### Challenge
Return each of the rows below word for word, leaving out the pictures.

### Data listing
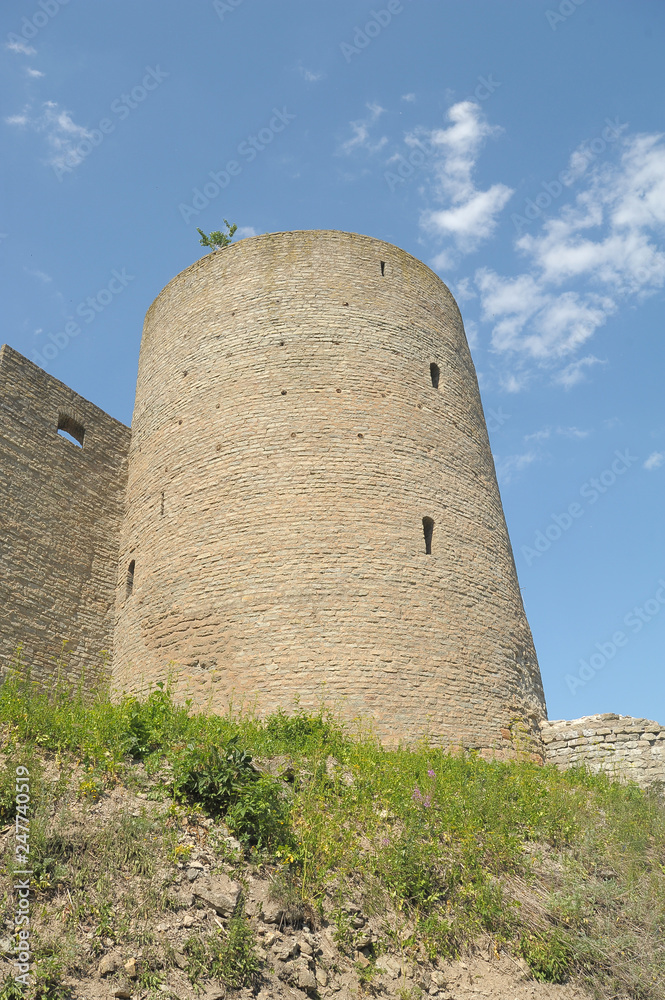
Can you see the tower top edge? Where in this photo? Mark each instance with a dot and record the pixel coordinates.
(358, 238)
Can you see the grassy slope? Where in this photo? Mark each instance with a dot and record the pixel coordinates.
(565, 869)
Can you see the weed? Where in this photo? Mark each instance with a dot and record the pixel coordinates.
(549, 956)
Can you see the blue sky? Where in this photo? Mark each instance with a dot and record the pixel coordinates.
(517, 147)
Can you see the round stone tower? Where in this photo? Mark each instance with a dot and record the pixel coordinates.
(312, 509)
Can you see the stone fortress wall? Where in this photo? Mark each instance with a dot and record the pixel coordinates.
(307, 411)
(60, 514)
(632, 749)
(306, 509)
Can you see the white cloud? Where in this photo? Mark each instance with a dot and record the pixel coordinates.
(513, 383)
(574, 373)
(655, 460)
(469, 215)
(464, 290)
(62, 134)
(548, 432)
(309, 75)
(361, 133)
(20, 47)
(610, 238)
(507, 469)
(45, 278)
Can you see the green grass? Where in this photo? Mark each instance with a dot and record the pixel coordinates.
(451, 846)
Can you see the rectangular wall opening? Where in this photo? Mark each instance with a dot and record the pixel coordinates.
(71, 429)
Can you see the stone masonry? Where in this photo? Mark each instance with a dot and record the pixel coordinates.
(60, 514)
(307, 426)
(311, 511)
(616, 744)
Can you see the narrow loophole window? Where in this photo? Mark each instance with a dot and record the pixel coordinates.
(428, 531)
(71, 429)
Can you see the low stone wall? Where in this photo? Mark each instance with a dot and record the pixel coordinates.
(632, 749)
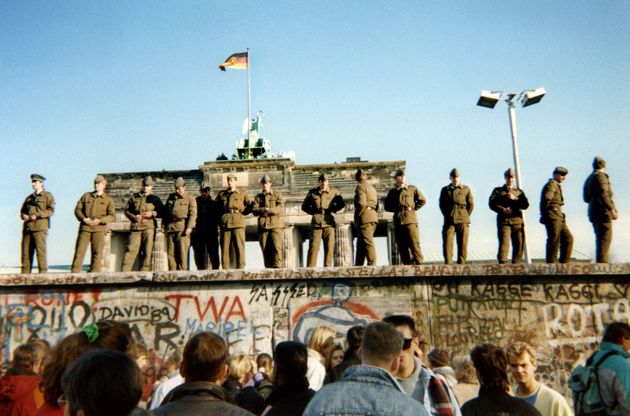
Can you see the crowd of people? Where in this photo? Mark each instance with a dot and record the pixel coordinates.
(216, 227)
(383, 368)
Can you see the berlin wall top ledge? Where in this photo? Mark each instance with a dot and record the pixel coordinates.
(429, 270)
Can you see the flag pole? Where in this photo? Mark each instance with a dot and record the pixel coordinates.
(249, 104)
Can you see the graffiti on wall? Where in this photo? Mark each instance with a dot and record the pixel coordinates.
(562, 320)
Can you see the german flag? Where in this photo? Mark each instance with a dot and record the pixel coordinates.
(235, 61)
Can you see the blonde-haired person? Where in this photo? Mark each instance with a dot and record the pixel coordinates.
(523, 365)
(321, 340)
(467, 386)
(240, 383)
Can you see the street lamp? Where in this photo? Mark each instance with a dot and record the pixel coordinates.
(489, 99)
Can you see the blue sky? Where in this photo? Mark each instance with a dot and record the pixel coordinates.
(117, 86)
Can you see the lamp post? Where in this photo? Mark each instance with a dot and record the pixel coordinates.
(489, 99)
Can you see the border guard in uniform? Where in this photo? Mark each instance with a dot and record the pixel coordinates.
(269, 207)
(142, 209)
(509, 202)
(559, 236)
(322, 202)
(233, 204)
(180, 217)
(36, 211)
(365, 219)
(456, 204)
(404, 200)
(205, 236)
(94, 210)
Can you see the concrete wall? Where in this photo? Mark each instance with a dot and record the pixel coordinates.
(561, 310)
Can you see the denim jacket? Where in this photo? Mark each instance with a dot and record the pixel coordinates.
(363, 390)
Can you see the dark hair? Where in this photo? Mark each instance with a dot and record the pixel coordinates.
(290, 359)
(102, 383)
(354, 336)
(439, 358)
(24, 357)
(381, 342)
(491, 363)
(205, 356)
(111, 335)
(615, 331)
(264, 361)
(401, 320)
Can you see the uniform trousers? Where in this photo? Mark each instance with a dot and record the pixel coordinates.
(317, 235)
(365, 245)
(507, 232)
(408, 243)
(271, 245)
(460, 231)
(603, 239)
(34, 242)
(233, 239)
(558, 238)
(96, 239)
(139, 240)
(206, 246)
(177, 249)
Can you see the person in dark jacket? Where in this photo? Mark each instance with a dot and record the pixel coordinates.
(204, 367)
(491, 363)
(601, 208)
(354, 337)
(291, 393)
(102, 383)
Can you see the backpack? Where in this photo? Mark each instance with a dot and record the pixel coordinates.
(584, 383)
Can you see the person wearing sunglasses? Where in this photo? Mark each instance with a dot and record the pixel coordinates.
(416, 380)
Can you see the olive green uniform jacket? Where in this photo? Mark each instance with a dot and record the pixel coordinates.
(93, 206)
(551, 202)
(148, 205)
(365, 204)
(500, 200)
(233, 206)
(404, 202)
(269, 207)
(456, 204)
(43, 206)
(322, 204)
(180, 212)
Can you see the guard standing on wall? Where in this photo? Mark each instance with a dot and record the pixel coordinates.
(142, 209)
(456, 204)
(509, 202)
(233, 204)
(36, 211)
(322, 202)
(179, 220)
(404, 200)
(558, 234)
(205, 236)
(94, 210)
(365, 219)
(269, 207)
(601, 208)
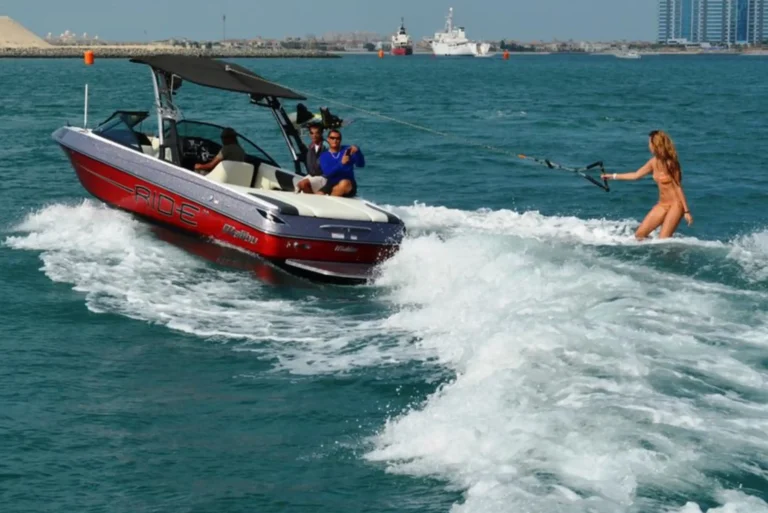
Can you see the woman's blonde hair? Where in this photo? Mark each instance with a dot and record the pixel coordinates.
(664, 150)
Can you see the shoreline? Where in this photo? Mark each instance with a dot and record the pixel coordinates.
(126, 51)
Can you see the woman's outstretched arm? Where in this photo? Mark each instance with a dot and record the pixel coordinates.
(646, 169)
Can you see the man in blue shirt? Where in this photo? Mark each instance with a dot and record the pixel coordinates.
(338, 165)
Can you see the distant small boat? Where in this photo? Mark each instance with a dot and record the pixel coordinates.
(401, 41)
(482, 50)
(627, 54)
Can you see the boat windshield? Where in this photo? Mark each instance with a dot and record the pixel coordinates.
(196, 134)
(119, 128)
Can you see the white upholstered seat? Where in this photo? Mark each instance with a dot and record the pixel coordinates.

### Written answer
Can you see the tower top edge? Where in this photo? Mark each instance with a dot and record the pixel coordinates.
(358, 238)
Can you see the grassy slope? Where in this photo? Mark each instance with a dot and record the pixel coordinates.
(565, 869)
Can you see the weed? Where in this photo? Mark each instance with a dot and record the pixel coordinates.
(549, 956)
Can you see the blue sky? Where in this photo? Mark each instance with a dot and record the pixel coordinates.
(517, 147)
Can you see the round stone tower? Where in this photo? Mark each instance with a dot and record the pixel coordinates.
(312, 509)
Can you see the stone fortress wall? Where in this photo? Mark each instance with a dot and record the pixel coordinates.
(307, 411)
(60, 514)
(632, 749)
(306, 509)
Can you see the white cloud? Where in this photo? Mark each instance with a dot and record the pixel coordinates.
(513, 383)
(574, 373)
(655, 460)
(469, 215)
(464, 290)
(62, 134)
(548, 432)
(309, 75)
(361, 133)
(20, 47)
(610, 238)
(507, 469)
(45, 278)
Can you see the green grass? Where in this photo? Mark each instance with a dot and record the pixel coordinates.
(451, 846)
Can you see the rectangular wall opening? Where in this photo? Mark each instance with a dot and record the pixel coordinates.
(71, 429)
Can you see the stone masonry? Where in this photo? Mark each instance with a dot and record the pixel coordinates.
(60, 514)
(307, 426)
(311, 511)
(616, 744)
Can you see the narrow loophole window? Where in this photo? Mark each instance with a dot and record the pixel coordinates.
(428, 531)
(71, 429)
Can you see the low stone wall? Where in this photo? Mark each instance with a dot and record the pixel coordinates.
(632, 749)
Can you see the crowd of people? Where in this photo? Mark each instance with a dot and record the pixel coordinates.
(216, 227)
(383, 368)
Can you see the berlin wall top ledge? Where in this photo? Mark each instance with a dot and record the pixel coordinates.
(429, 270)
Can you see the flag pole? Where in this photo? Mark each instance with a dot and record the pixel coordinates.
(249, 104)
Can you see the graffiti on wall? Where in this photo? Mark each instance with a dot and record the pixel coordinates.
(562, 320)
Can you see the german flag? Where in this photo? Mark each instance with a dot and record the pixel coordinates.
(235, 61)
Can you see the blonde-haired person? Where in this photo? Mark each instance with a dot and record the pixel coordinates.
(523, 365)
(321, 340)
(467, 386)
(240, 383)
Can you see the street lamp? Where in this photo? Mark each instance with a dot and record the pixel coordinates.
(489, 99)
Can you see the blue sky? Where in this photo? Mark each instance with a dot and record the pixel coordinates.
(117, 86)
Can you see the lamp post? Where in this photo? Mark each instance with a dot and record the pixel coordinates.
(489, 99)
Can you see the border guard in uniform? Where in this photo? Mark each instance with a dot and record the pixel coordinates.
(269, 207)
(142, 209)
(509, 202)
(559, 236)
(322, 202)
(233, 204)
(180, 217)
(36, 211)
(365, 219)
(456, 204)
(404, 200)
(205, 236)
(94, 210)
Can you see the concrete wall? Where in this photo? Mark each instance with a dot and record the pixel coordinates.
(561, 310)
Can you see the denim jacket? Where in this photo? Mark each instance with a dot and record the pixel coordinates.
(363, 390)
Can you see the dark hair? Where in this photo? Mark each instance with a dot and record the pixel coordinates.
(290, 359)
(102, 383)
(354, 336)
(439, 358)
(24, 357)
(381, 342)
(491, 363)
(205, 356)
(111, 335)
(615, 331)
(264, 361)
(401, 320)
Can you see the uniform trousers? Where in this photo? Mark each instance with a dot and record the pixel coordinates.
(317, 235)
(365, 245)
(507, 232)
(408, 243)
(271, 245)
(460, 231)
(603, 239)
(34, 242)
(233, 239)
(558, 238)
(96, 239)
(139, 240)
(206, 246)
(177, 249)
Can you see the person in dark jacket? Where in this photo? Mark each instance with a dot and record the pixel coordinates.
(204, 367)
(491, 363)
(601, 208)
(354, 337)
(291, 393)
(102, 383)
Can you see the backpack? Where in this photo? Mark each instance with a dot and record the pixel coordinates.
(584, 383)
Can you see the person wearing sunglasses? Where in this photo? Mark each instance with a dot and record the pixel coordinates.
(416, 380)
Can you see the olive green uniform jacket? Where in this photo? Mark each instance with a dot and record the pixel coordinates.
(93, 206)
(551, 202)
(148, 205)
(365, 204)
(500, 200)
(233, 206)
(404, 202)
(269, 207)
(456, 204)
(43, 206)
(322, 204)
(180, 212)
Can you see the guard standing on wall? Where in this photo? Mark each instance with a dot and record the pixel coordinates.
(142, 209)
(456, 204)
(509, 202)
(233, 204)
(36, 211)
(322, 202)
(179, 220)
(404, 200)
(558, 234)
(205, 236)
(94, 210)
(365, 219)
(269, 207)
(601, 208)
Can you see the woman's blonde hair? Where in this photo? Mark each instance with a dot and record the pixel coordinates.
(664, 150)
Can you see the shoreline? Where in this photo? Mark each instance with a dot and record the pixel coordinates.
(126, 51)
Can you see the woman's outstretched arm? Where in this photo? Mark each instance with a dot and record the pixel coordinates.
(646, 169)
Can you see the man in blue shirt? Where in this photo? Mark each instance with a dot and record the pixel coordinates.
(338, 165)
Can you see the distant small boat? Where in this photo? Mark each instance with a dot and record the pixel coordinates.
(401, 41)
(482, 50)
(627, 54)
Can you see the boat windshield? Where in this photo? Mark each instance with a dot and record the pixel coordinates.
(196, 134)
(119, 128)
Can you see the white upholstered seat? Where in this photo? Mark each instance with a dot and record the pixel coordinates.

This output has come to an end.